GIVEN TASK 1: In the Rippling infrastructure excerpt, rewrite the passage that begins at "Rippling uses a" and stops after "S3) buckets, etc.", replacing "Karpenter" with "Cluster Autoscaler".
GIVEN TASK 2: According to the Rippling infrastructure excerpt, what is the scale of Rippling's production cluster in nodes?

EXCERPTED TEXT:
######

Rippling is a workforce management system that eliminates the friction of running a business, combining HR, IT, and Finance apps on a unified data platform. Rippling’s mission is to free up intelligent people to work on hard problems.

Existing Stack

Rippling uses a modular monolith architecture with different Docker entrypoints for multiple services and background jobs. These components are managed within a single, large, multi-tenant production cluster on Amazon Elastic Kubernetes Service (Amazon EKS per region), on a scale of over 1000 nodes. Rippling’s infra stack consists of:

• Karpenter for cluster autoscaling – a flexible, high-performance Kubernetes cluster autoscaler making sure of optimal compute capacity.
• Horizontal Pod Autoscaler for scaling Kubernetes pods based on demand.
• KEDA, an event-driven autoscaler for scaling background job processing containers based on event volume.
• IAM Roles for Service Accounts (IRSA) provide temporary AWS Identity and Access Management (IAM) credentials to the Kubernetes pod, enabling access to AWS resources such as Amazon Simple Storage Service (Amazon S3) buckets, etc.

######

DATA EXCERPTS:
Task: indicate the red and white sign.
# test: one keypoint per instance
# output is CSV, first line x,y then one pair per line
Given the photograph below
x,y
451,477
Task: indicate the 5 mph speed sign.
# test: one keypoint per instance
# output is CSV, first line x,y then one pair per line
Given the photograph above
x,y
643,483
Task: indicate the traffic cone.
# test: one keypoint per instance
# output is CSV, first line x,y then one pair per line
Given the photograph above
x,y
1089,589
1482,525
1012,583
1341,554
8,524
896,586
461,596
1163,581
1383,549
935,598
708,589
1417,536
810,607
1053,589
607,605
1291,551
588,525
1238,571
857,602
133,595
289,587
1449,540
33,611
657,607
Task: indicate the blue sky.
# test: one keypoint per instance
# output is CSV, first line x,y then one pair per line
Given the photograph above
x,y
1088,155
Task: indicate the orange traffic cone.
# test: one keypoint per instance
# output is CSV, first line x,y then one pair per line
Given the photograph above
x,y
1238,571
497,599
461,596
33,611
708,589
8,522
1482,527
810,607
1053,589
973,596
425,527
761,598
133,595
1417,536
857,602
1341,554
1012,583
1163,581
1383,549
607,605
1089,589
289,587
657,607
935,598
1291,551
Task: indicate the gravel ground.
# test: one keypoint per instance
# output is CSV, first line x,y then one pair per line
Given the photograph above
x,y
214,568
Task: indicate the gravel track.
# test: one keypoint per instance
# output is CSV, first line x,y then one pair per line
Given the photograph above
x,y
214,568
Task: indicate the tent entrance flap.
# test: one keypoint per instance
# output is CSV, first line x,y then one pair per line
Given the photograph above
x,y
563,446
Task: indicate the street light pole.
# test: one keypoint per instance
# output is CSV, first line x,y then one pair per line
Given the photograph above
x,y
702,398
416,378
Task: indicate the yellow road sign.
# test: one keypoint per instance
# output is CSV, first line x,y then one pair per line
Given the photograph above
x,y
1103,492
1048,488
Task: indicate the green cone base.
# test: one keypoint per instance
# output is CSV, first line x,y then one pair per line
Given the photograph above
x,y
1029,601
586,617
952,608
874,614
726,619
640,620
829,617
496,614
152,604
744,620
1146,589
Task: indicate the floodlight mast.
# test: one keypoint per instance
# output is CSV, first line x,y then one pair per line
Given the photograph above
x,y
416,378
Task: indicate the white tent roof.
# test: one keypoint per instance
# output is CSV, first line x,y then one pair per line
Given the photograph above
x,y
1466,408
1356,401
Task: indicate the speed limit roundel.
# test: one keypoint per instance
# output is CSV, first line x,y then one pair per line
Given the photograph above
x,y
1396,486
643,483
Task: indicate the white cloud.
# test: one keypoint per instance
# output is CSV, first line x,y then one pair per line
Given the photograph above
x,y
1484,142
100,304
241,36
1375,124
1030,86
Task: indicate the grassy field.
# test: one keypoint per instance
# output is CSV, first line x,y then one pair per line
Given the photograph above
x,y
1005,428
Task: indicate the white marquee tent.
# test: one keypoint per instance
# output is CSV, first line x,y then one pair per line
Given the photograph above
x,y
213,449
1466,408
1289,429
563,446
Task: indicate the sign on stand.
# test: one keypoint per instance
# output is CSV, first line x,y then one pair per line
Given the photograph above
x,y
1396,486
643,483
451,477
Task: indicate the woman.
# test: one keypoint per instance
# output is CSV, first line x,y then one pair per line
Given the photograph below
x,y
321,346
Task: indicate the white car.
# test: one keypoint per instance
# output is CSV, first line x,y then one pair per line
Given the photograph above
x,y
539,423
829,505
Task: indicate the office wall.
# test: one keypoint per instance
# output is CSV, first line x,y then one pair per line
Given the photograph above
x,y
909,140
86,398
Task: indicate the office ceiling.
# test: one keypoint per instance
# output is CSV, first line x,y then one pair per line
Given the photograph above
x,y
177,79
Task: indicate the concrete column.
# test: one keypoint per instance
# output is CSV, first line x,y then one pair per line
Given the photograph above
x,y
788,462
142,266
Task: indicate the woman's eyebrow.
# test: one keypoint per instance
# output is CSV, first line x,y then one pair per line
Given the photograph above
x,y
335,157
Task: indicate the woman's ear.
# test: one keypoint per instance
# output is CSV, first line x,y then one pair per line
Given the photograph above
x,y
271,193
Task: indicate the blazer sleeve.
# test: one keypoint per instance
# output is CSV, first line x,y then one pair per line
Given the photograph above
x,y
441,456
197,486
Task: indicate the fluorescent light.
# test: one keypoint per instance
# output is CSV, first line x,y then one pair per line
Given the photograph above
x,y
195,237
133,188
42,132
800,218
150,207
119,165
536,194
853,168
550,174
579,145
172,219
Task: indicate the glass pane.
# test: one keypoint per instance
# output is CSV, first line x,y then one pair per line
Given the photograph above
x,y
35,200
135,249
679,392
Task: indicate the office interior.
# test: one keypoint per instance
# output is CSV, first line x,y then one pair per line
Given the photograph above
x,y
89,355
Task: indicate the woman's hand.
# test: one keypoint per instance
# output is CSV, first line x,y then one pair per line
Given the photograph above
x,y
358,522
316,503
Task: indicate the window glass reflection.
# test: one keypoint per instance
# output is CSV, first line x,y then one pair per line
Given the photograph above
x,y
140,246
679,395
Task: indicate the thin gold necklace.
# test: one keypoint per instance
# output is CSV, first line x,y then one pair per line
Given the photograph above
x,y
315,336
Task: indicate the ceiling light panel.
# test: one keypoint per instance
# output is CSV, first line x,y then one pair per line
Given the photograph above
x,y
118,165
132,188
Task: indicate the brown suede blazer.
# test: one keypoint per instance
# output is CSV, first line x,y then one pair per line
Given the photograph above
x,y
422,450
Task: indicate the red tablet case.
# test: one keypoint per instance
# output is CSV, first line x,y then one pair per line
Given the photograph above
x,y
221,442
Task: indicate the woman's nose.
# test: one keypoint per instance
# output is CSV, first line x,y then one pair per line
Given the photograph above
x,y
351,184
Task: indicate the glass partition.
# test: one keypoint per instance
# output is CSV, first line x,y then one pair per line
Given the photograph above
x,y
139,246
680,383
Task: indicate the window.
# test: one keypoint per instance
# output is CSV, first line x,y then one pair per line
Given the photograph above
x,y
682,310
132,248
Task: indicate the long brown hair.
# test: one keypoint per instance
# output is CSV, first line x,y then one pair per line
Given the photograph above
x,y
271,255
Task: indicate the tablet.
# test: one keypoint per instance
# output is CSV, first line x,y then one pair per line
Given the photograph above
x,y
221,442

######

RIGHT ANSWER 1:
Rippling uses a modular monolith architecture with different Docker entrypoints for multiple services and background jobs. These components are managed within a single, large, multi-tenant production cluster on Amazon Elastic Kubernetes Service (Amazon EKS per region), on a scale of over 1000 nodes. Rippling’s infra stack consists of:

• Cluster Autoscaler for cluster autoscaling – a flexible, high-performance Kubernetes cluster autoscaler making sure of optimal compute capacity.
• Horizontal Pod Autoscaler for scaling Kubernetes pods based on demand.
• KEDA, an event-driven autoscaler for scaling background job processing containers based on event volume.
• IAM Roles for Service Accounts (IRSA) provide temporary AWS Identity and Access Management (IAM) credentials to the Kubernetes pod, enabling access to AWS resources such as Amazon Simple Storage Service (Amazon S3) buckets, etc.

RIGHT ANSWER 2: Over 1000 nodes.